Source data:
━━━━━━━━━━━━━━━━━━━━
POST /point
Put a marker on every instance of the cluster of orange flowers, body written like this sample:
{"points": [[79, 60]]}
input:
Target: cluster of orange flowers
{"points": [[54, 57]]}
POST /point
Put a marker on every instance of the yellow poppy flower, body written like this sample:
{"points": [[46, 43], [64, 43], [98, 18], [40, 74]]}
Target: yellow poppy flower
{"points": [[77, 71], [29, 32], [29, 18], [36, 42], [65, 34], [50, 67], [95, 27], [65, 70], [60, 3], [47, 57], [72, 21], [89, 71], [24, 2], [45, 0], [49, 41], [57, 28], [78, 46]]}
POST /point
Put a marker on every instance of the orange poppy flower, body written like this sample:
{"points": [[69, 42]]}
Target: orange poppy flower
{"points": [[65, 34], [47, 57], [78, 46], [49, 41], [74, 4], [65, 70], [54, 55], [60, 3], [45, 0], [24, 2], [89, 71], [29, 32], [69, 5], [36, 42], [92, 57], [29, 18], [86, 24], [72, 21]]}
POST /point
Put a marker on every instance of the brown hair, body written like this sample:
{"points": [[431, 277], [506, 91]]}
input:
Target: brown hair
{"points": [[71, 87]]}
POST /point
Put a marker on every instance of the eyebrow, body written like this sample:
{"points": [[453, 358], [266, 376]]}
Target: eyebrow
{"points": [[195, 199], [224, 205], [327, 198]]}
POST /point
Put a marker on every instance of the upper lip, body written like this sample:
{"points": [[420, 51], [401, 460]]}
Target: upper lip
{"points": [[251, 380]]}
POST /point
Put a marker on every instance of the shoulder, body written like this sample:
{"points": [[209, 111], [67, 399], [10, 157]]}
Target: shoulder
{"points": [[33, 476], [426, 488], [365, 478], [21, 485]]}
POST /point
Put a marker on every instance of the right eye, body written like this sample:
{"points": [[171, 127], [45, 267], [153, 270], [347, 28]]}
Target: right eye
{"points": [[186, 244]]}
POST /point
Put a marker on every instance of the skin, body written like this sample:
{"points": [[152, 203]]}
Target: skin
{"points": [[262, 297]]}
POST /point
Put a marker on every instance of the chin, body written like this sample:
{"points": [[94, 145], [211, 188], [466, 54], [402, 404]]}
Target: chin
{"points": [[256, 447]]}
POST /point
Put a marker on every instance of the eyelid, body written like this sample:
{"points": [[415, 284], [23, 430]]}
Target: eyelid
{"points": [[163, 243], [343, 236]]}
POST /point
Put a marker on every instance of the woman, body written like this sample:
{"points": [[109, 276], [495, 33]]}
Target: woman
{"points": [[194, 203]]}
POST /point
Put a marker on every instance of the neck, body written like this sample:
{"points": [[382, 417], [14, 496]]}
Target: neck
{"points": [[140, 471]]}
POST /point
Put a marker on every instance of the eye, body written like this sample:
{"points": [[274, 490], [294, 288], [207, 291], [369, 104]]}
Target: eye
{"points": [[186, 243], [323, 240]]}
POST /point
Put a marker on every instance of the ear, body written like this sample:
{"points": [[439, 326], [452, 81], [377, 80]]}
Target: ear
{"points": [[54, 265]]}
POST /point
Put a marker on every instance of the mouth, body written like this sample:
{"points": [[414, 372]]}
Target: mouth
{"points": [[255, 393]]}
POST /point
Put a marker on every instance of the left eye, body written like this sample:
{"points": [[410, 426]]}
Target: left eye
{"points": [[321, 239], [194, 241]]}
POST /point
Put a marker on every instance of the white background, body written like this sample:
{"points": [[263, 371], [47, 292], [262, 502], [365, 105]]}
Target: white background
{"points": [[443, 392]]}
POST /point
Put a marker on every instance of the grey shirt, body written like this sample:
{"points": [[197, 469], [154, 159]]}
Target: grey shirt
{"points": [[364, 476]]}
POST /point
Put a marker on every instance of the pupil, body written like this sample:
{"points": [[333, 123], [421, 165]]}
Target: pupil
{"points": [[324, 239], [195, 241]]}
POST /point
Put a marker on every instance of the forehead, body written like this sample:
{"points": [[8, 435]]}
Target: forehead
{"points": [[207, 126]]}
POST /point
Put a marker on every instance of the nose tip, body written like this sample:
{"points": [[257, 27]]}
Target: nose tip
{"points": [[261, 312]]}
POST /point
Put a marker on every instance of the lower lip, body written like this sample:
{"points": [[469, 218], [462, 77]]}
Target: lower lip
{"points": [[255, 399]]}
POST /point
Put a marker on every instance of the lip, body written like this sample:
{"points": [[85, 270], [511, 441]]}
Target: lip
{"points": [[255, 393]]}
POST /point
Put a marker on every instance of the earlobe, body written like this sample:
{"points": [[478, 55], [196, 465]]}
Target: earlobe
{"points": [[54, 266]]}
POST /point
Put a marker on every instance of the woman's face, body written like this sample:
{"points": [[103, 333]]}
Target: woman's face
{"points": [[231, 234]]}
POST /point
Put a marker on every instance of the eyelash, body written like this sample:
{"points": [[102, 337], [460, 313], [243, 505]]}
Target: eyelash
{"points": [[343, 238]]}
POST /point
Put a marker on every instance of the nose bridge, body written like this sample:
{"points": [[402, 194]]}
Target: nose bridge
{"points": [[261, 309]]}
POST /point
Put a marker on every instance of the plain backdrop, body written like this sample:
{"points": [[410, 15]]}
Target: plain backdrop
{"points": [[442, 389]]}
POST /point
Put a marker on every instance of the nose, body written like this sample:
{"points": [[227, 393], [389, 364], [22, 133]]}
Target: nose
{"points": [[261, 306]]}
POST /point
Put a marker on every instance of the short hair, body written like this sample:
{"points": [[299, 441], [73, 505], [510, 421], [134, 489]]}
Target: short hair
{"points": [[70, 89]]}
━━━━━━━━━━━━━━━━━━━━
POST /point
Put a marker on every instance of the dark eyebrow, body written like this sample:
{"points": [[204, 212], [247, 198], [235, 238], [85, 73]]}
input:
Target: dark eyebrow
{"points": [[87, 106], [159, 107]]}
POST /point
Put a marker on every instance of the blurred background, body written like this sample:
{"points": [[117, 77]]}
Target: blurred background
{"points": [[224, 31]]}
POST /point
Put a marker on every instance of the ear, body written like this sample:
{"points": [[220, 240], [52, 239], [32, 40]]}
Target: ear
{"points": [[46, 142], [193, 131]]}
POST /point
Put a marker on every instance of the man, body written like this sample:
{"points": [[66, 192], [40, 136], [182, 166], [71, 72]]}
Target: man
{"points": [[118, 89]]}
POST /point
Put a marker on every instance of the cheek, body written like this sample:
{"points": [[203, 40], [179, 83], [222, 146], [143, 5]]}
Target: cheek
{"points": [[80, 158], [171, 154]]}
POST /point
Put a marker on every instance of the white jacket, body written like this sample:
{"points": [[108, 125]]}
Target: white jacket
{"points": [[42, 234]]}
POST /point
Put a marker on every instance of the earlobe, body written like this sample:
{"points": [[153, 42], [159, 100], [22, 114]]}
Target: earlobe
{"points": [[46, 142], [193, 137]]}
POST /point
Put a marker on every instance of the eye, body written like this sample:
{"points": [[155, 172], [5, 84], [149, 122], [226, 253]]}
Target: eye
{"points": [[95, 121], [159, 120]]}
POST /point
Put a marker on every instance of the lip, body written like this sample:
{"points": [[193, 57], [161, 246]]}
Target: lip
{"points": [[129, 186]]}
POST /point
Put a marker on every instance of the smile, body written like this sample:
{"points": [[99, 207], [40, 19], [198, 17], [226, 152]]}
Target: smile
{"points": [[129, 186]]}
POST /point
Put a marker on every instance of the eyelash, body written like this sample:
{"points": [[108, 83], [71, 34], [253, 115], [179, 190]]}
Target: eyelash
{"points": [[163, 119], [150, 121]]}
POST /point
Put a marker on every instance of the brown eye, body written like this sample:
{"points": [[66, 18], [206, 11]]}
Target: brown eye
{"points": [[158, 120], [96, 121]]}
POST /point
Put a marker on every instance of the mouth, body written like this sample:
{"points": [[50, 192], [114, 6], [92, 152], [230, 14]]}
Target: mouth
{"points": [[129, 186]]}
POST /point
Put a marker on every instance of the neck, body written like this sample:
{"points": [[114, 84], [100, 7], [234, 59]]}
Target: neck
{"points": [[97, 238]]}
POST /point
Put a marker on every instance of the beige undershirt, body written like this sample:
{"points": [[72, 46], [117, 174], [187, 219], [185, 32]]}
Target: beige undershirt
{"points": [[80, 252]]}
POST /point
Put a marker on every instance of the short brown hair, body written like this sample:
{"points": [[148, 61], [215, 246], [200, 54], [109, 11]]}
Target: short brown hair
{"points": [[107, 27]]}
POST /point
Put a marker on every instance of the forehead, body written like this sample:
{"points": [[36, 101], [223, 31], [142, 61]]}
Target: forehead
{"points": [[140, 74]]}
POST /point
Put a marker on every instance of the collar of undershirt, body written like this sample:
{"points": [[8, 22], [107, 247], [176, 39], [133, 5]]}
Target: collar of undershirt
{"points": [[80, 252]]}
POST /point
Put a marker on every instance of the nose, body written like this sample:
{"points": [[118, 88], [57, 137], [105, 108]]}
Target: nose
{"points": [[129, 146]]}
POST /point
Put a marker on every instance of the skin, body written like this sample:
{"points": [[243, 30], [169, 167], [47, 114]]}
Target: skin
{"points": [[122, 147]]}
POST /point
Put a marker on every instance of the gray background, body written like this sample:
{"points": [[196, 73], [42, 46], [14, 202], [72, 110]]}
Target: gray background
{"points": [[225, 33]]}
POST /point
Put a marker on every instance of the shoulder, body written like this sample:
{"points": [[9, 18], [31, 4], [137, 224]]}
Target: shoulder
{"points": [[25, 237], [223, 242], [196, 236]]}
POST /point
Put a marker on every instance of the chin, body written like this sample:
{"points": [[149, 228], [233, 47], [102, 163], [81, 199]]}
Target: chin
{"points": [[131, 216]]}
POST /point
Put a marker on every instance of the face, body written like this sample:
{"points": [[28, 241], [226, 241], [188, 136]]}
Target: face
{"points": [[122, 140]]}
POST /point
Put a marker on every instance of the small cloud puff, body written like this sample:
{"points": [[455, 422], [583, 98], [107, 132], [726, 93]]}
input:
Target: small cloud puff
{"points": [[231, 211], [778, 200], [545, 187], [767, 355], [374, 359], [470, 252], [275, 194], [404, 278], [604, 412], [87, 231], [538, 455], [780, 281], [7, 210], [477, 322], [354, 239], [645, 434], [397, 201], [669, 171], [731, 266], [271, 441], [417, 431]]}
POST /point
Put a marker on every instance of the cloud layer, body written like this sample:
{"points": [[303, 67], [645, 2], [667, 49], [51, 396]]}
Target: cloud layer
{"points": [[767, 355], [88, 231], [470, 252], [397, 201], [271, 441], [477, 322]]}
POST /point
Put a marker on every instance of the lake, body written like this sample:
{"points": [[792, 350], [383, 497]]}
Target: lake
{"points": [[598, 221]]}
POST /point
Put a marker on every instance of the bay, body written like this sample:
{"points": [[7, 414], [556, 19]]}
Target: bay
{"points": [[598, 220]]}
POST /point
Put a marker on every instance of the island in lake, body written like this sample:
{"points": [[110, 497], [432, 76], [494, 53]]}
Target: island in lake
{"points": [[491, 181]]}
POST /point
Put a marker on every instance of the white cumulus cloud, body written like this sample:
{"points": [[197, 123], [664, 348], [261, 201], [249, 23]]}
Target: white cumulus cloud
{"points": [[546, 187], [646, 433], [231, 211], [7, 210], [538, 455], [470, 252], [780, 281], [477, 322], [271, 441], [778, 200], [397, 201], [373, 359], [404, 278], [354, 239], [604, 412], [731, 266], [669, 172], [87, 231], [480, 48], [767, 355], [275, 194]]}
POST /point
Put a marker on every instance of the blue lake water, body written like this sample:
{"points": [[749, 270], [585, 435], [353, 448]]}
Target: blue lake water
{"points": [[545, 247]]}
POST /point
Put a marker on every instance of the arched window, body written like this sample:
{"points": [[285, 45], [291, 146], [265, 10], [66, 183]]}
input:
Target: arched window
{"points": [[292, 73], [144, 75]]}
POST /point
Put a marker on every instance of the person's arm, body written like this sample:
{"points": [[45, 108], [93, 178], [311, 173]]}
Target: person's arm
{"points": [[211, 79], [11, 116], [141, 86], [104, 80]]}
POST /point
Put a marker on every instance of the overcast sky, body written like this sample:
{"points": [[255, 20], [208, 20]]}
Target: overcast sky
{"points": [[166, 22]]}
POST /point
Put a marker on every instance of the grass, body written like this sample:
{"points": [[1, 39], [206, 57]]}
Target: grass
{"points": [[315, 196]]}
━━━━━━━━━━━━━━━━━━━━
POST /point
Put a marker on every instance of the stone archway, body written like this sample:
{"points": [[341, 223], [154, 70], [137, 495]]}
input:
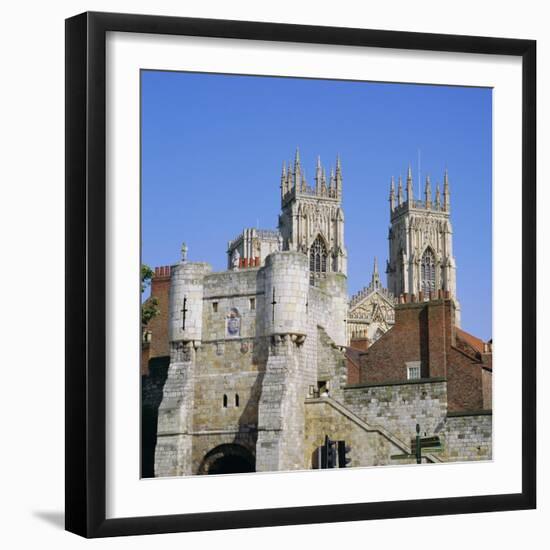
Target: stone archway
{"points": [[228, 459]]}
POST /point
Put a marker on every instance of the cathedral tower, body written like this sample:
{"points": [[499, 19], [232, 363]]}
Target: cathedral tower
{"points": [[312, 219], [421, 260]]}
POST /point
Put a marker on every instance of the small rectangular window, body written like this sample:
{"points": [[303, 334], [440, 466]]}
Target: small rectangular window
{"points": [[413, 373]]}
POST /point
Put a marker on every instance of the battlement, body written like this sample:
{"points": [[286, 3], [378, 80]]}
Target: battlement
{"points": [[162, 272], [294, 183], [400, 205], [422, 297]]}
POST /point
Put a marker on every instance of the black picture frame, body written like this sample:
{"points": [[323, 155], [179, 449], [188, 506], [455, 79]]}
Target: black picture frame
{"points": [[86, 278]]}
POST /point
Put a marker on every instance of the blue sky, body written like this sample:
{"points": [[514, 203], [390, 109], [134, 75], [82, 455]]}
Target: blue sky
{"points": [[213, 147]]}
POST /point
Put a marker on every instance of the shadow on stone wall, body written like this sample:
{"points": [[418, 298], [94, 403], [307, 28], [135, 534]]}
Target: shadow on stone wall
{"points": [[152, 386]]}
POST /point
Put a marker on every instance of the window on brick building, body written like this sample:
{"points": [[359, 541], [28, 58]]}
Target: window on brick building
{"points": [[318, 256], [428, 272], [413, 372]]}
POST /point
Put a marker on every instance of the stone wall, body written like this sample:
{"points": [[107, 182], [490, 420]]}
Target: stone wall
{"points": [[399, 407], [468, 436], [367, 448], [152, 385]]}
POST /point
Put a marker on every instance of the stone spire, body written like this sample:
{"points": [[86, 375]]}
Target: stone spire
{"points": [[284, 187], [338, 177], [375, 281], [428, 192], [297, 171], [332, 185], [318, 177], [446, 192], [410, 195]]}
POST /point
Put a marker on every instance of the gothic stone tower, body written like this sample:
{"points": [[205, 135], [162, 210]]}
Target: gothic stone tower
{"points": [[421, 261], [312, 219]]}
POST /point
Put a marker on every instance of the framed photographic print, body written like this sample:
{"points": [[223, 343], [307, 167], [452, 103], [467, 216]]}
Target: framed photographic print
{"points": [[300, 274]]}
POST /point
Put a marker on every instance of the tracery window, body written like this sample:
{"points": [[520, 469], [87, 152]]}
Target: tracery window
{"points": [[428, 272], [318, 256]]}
━━━━━━━━━━━━━━━━━━━━
§ **Work request**
Among the entries above, locate the lines containing "Put a marker on every instance of the stone wall, body" and "Put a marker on every instance of the framed", and transcribe exactly those two lines and all lines between.

§ **Exercise output**
Put a marker on every instance of the stone wall, body written like this sample:
{"points": [[107, 182], [490, 420]]}
Target: stone wall
{"points": [[399, 407], [468, 436], [367, 448], [152, 385]]}
POST /point
Put a marker on every instance of the stone spire, body written like this sample:
{"points": [[86, 375]]}
Target: stone spire
{"points": [[284, 187], [338, 177], [375, 281], [428, 192], [297, 171], [332, 185], [318, 177], [446, 192], [410, 195]]}
POST /point
Put a marker on every instance of the gothic stone tower, body written like this sample:
{"points": [[205, 135], [162, 210]]}
Target: gothic stone tower
{"points": [[421, 261], [312, 219]]}
POST /point
Put a marker on every instance of the framed photographic print, body written like this sample:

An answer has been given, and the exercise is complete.